_Extract_
'''
I suspect we will not see a revolution in deep learning from GNN without a corresponding hardware(FPGA?) or optimization method(HSIC? HTMs?) advance.
GNNs trained by backprop are making many of the same mistakes that LSTMs did: solve one important problem(exploding/vanishing gradients), but introduce a bunch of hyperparameters that bring along their own set of problems. GRUs are successful in my opinion, because they remove some of those tunable parameters.
Of course as the post suggested, not being able to tune something, often loses out against some more tuned and curated solution. GNNs being the newest version, having tons of parameters to tweek. In the end do we get a better, ultimately more generalizable solution? Or do we just get more hyperparameters to tune, and spend more time and money for a modest, unrepeatable gain.
By no means I am an expert in deep learning, but lately I've been considering graph NNs snake oil of neural networks. There are no impressive results on any common tasks and that picture is supported by a recent paper claiming transformers to "contain a graph network inside".
In my opinion there aren't many deep learning applications that are fundamentally snake-oil, it's more that people who don't quite understand the limitations and advantages of particular methods that end up being (witting or unwitting) snake-oil salespeople.
'''
_Excerpted data_
'''
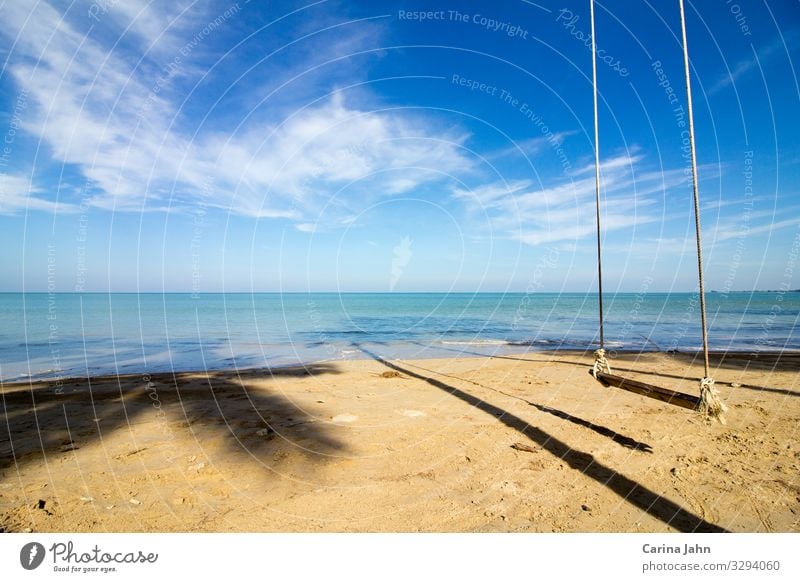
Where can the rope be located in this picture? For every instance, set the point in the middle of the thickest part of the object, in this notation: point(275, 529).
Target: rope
point(597, 184)
point(710, 402)
point(600, 363)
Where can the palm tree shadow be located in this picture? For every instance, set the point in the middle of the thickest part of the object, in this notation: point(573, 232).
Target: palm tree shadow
point(45, 422)
point(638, 495)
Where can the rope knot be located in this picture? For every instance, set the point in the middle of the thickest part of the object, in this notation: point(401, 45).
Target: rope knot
point(600, 363)
point(710, 403)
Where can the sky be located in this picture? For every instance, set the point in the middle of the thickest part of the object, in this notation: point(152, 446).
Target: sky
point(395, 146)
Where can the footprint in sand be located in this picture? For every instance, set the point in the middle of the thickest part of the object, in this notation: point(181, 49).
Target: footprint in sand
point(412, 413)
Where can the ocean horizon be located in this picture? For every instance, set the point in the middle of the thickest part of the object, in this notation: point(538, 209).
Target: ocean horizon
point(58, 335)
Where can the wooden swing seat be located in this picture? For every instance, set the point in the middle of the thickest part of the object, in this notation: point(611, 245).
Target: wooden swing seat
point(644, 389)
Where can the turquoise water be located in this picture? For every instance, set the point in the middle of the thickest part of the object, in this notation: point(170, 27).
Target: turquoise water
point(60, 334)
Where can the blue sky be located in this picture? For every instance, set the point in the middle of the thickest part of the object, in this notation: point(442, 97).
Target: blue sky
point(393, 146)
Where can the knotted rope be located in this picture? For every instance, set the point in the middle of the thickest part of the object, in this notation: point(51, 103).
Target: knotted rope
point(710, 403)
point(600, 363)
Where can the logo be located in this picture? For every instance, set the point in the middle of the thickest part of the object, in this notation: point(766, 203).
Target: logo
point(31, 555)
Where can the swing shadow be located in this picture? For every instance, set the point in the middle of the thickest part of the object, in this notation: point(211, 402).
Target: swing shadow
point(618, 438)
point(648, 501)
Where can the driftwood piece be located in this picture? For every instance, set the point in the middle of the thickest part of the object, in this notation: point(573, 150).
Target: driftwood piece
point(655, 392)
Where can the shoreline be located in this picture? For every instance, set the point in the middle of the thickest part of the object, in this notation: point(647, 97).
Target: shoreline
point(496, 444)
point(779, 358)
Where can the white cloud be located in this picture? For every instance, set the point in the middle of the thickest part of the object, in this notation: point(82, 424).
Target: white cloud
point(18, 194)
point(566, 211)
point(104, 111)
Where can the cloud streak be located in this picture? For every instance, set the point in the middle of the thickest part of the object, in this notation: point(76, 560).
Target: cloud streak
point(109, 112)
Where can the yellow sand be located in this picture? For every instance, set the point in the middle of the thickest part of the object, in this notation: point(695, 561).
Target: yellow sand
point(516, 443)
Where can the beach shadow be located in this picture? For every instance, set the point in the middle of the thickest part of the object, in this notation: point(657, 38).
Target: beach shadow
point(730, 360)
point(648, 501)
point(618, 438)
point(236, 408)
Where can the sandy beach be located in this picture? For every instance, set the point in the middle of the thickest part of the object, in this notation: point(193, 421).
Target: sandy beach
point(503, 444)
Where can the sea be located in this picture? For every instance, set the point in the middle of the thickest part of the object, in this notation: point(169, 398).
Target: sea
point(61, 335)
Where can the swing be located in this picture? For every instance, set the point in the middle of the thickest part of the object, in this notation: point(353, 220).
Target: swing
point(708, 402)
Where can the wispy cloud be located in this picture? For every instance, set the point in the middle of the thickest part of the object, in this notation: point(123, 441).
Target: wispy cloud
point(17, 194)
point(566, 211)
point(104, 110)
point(744, 67)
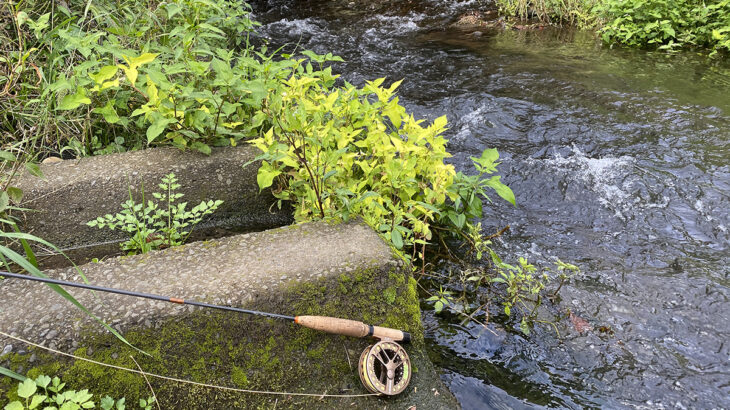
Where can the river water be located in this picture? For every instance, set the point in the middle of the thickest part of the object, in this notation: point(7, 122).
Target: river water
point(620, 163)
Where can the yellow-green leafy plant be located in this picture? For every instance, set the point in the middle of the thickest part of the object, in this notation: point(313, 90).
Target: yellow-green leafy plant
point(343, 152)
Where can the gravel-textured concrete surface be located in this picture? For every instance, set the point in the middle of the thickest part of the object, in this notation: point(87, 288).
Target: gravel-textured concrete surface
point(74, 192)
point(341, 270)
point(232, 271)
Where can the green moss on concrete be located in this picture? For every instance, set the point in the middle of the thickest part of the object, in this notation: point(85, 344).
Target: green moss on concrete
point(257, 353)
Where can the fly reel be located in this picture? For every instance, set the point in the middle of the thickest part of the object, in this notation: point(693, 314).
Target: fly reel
point(385, 368)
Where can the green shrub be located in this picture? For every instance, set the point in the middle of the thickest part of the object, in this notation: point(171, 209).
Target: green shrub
point(576, 12)
point(667, 24)
point(338, 153)
point(157, 225)
point(47, 393)
point(70, 79)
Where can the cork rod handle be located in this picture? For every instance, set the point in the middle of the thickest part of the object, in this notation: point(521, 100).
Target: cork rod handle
point(351, 328)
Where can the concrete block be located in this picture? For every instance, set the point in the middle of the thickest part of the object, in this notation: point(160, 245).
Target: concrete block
point(341, 270)
point(74, 192)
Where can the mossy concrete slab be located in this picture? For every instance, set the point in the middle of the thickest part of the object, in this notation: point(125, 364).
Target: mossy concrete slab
point(74, 192)
point(341, 270)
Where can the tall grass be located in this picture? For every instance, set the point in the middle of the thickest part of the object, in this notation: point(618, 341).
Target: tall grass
point(573, 12)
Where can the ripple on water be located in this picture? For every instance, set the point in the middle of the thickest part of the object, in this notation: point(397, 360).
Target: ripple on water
point(619, 161)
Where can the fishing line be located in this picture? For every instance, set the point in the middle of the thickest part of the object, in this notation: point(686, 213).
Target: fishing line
point(184, 381)
point(384, 368)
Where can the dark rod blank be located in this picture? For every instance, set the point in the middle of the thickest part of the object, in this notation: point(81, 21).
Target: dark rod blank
point(144, 295)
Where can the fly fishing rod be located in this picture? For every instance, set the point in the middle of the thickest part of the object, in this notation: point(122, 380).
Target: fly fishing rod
point(384, 367)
'''
_About this task_
Copy the stretch of the graph neural network discussion from "In my opinion there" through "unwitting) snake-oil salespeople.", replacing "salespeople" with "vendors".

_Written response_
In my opinion there aren't many deep learning applications that are fundamentally snake-oil, it's more that people who don't quite understand the limitations and advantages of particular methods that end up being (witting or unwitting) snake-oil vendors.